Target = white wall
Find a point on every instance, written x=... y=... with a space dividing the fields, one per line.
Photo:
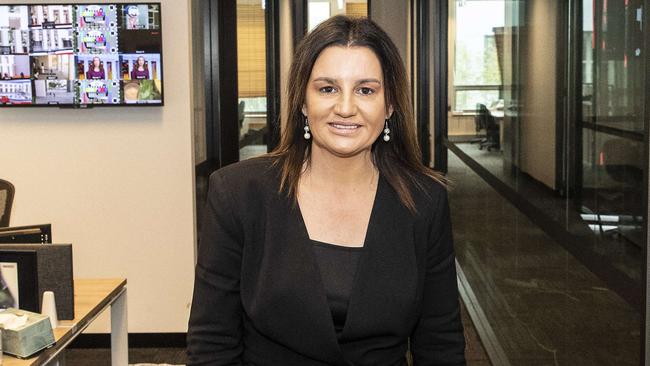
x=118 y=184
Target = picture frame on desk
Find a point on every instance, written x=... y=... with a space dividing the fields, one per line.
x=19 y=279
x=53 y=273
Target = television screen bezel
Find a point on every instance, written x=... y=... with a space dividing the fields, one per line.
x=91 y=105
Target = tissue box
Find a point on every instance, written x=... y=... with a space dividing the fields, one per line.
x=29 y=338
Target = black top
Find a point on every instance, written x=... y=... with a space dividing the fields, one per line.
x=337 y=265
x=259 y=298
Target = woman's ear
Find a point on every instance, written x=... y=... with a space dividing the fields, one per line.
x=390 y=112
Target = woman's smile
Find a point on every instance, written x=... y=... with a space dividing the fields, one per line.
x=344 y=128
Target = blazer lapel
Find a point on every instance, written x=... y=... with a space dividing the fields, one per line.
x=385 y=287
x=293 y=307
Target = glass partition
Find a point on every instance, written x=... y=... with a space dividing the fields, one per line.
x=547 y=105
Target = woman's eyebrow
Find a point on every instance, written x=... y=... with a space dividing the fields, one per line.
x=360 y=81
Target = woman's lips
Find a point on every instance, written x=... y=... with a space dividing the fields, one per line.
x=344 y=128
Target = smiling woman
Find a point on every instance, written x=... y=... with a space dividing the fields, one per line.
x=336 y=248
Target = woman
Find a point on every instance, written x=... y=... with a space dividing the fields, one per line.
x=96 y=70
x=140 y=70
x=336 y=248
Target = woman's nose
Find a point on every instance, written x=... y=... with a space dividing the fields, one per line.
x=346 y=106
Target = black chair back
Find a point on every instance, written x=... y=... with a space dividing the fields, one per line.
x=7 y=192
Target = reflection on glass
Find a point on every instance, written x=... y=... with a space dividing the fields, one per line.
x=611 y=125
x=582 y=179
x=251 y=69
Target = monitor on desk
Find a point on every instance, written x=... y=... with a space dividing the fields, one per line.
x=33 y=234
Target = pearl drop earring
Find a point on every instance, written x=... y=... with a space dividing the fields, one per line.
x=386 y=132
x=307 y=135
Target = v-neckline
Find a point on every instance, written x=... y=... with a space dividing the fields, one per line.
x=367 y=244
x=305 y=231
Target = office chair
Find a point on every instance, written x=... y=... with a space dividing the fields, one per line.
x=479 y=124
x=623 y=197
x=6 y=201
x=485 y=120
x=491 y=133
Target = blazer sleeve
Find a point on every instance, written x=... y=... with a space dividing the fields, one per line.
x=438 y=337
x=215 y=324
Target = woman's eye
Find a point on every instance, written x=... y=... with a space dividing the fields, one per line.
x=327 y=89
x=366 y=91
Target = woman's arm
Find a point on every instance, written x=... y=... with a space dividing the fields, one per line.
x=438 y=337
x=215 y=325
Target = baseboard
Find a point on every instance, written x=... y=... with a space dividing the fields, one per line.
x=136 y=340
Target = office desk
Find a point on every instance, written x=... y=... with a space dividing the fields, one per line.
x=91 y=298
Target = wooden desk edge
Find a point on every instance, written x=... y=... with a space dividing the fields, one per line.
x=77 y=325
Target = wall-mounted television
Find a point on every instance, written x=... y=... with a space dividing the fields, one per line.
x=81 y=55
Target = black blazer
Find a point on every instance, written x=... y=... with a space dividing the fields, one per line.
x=258 y=296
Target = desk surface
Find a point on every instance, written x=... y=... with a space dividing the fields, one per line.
x=91 y=297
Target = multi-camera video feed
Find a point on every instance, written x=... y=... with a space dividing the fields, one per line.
x=98 y=67
x=54 y=91
x=15 y=92
x=99 y=92
x=14 y=30
x=78 y=54
x=14 y=67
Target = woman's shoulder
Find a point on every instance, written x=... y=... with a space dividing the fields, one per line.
x=252 y=173
x=428 y=190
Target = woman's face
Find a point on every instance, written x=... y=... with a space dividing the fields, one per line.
x=344 y=101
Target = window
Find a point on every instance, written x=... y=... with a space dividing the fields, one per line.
x=478 y=41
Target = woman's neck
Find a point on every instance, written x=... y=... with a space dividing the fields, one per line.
x=328 y=168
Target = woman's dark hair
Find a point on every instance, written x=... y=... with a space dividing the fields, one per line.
x=398 y=160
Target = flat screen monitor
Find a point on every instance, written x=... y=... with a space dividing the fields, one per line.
x=33 y=234
x=81 y=55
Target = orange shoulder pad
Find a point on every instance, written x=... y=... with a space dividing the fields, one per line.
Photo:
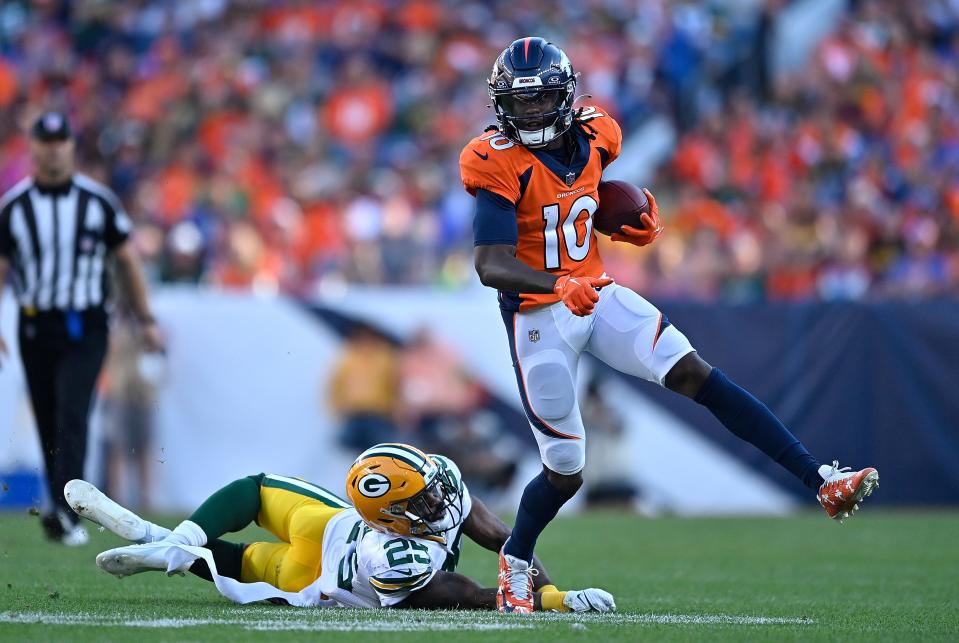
x=608 y=135
x=489 y=162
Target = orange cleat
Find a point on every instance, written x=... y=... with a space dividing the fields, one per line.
x=843 y=489
x=515 y=594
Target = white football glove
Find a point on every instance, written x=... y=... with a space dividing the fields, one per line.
x=590 y=600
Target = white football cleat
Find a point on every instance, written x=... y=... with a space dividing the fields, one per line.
x=75 y=536
x=134 y=559
x=590 y=600
x=91 y=503
x=842 y=489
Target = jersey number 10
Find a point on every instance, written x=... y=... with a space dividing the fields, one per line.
x=574 y=250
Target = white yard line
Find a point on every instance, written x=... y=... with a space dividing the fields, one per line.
x=364 y=621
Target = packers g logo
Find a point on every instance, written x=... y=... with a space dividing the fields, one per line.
x=373 y=485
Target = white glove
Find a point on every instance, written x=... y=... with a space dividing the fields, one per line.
x=590 y=600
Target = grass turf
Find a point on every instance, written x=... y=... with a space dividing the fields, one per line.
x=880 y=576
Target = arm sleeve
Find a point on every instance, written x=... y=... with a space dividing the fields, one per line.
x=612 y=137
x=482 y=167
x=495 y=220
x=118 y=226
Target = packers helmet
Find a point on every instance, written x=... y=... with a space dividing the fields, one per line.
x=398 y=489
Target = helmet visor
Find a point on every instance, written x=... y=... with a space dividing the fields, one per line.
x=533 y=110
x=436 y=508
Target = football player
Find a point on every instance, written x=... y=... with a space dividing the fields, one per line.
x=535 y=177
x=397 y=546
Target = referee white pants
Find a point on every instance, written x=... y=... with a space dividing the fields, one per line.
x=625 y=331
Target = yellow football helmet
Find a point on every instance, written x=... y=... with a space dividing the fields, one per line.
x=398 y=489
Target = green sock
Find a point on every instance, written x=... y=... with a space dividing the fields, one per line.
x=230 y=509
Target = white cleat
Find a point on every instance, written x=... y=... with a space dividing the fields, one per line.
x=75 y=536
x=134 y=559
x=91 y=503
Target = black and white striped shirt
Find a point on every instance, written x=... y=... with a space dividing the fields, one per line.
x=58 y=241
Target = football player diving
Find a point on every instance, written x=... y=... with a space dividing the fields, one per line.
x=396 y=546
x=535 y=176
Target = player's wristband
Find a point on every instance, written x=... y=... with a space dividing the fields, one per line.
x=553 y=602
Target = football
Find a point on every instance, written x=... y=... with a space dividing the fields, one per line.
x=620 y=203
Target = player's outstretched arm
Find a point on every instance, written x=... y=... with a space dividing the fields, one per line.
x=498 y=267
x=485 y=529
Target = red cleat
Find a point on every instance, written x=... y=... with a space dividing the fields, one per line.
x=515 y=594
x=843 y=489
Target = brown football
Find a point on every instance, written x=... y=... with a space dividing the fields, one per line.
x=620 y=203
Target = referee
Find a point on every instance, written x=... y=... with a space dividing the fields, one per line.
x=59 y=230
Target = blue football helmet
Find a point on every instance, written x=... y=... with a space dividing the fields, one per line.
x=533 y=87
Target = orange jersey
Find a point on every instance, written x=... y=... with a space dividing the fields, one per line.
x=554 y=203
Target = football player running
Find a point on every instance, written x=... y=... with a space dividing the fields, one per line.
x=397 y=546
x=535 y=177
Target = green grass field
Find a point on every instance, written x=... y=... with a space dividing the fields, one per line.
x=880 y=576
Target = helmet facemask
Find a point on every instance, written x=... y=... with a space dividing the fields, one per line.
x=437 y=508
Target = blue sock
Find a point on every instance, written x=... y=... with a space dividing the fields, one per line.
x=541 y=501
x=751 y=420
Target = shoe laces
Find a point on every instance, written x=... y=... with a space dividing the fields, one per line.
x=836 y=471
x=519 y=581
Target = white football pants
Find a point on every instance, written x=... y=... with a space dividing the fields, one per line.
x=625 y=331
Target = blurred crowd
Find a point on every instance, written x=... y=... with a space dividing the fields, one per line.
x=294 y=144
x=421 y=393
x=839 y=183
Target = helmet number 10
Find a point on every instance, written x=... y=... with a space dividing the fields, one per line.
x=575 y=249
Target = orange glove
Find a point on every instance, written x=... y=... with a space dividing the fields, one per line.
x=579 y=293
x=653 y=227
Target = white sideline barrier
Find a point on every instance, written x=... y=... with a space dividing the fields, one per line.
x=246 y=380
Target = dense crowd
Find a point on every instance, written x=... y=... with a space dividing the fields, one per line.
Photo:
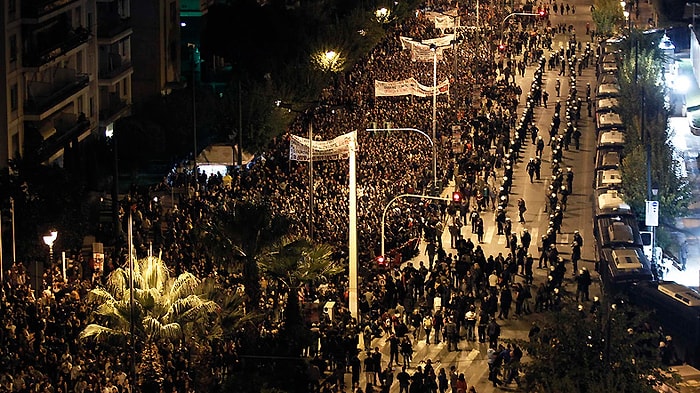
x=39 y=336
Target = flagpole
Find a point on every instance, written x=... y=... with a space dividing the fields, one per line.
x=352 y=233
x=311 y=182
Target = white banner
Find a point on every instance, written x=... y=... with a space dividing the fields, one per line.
x=443 y=20
x=335 y=149
x=408 y=86
x=420 y=51
x=446 y=22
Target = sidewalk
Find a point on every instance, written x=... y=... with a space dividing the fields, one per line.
x=471 y=359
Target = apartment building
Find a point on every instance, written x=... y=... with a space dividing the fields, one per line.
x=67 y=75
x=115 y=70
x=156 y=40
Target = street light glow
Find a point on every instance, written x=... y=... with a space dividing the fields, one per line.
x=329 y=60
x=50 y=239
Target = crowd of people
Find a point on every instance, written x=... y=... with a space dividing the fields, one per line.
x=40 y=349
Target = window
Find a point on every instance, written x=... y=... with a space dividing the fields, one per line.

**********

## Exercise task
Copy out the listing from the line with "Target = white cleat" to the line with "x=519 y=581", both ends included, with every line kept in place. Shift each x and y coordinate in the answers up by 121.

## Result of the exercise
Target = white cleat
Find a point on every instance, written x=... y=... with a space dividing the fields, one per line.
x=196 y=657
x=255 y=680
x=212 y=624
Target = black and white striped shirt
Find a point on every instance, written x=... y=... with a space dividing the fields, one per line.
x=179 y=362
Target = football player diving
Find a point on every instance, written x=... y=... with a space dividing the fields, one per line.
x=517 y=667
x=656 y=297
Target = player's wristband
Find a point on every instance, written x=... y=... with a space dividing the fields, one per line.
x=674 y=723
Target = football
Find a point on every instance, written x=... y=... with a space dividing the fields, one per line.
x=741 y=324
Target = player's outstretched arm
Find a point on every instance, written x=... y=... with a space dividing the fields, one per line.
x=619 y=388
x=606 y=650
Target = red cleat
Find a point on every instance, written x=... y=... with a space dividing the fields, one per line.
x=636 y=715
x=964 y=610
Target = brown football
Find a point on every instance, written x=... y=... with a space dividing the fields, one per line.
x=741 y=324
Target = referee
Find a point on every instance, written x=... y=... with a space dividing the fields, one per line.
x=180 y=351
Target = blue football helmet
Find a point on every instance, written x=... y=... with a space dividing the fields, one per line.
x=654 y=208
Target = orange jersey
Find a point on every instance, written x=... y=... with a space dividing the fields, one per line.
x=675 y=324
Target = football player running
Find a point on every instance, written x=... y=... with a space dividing the fields, one per line.
x=518 y=667
x=656 y=298
Target = green grass field
Find a point on every instance, written x=... y=... with a space dividing the fields, one per line.
x=1001 y=697
Target = helmet facemask
Find a point on every instance, written x=... y=... with a space dividing the fields, one per line.
x=558 y=629
Target = blue sock
Find a point on every instance, written x=... y=... with a space dividing the fields, one per line.
x=662 y=622
x=872 y=541
Target = shoe laces
Find a point on every instance, written x=... y=... with a space dividing the fields, one per line.
x=957 y=592
x=640 y=702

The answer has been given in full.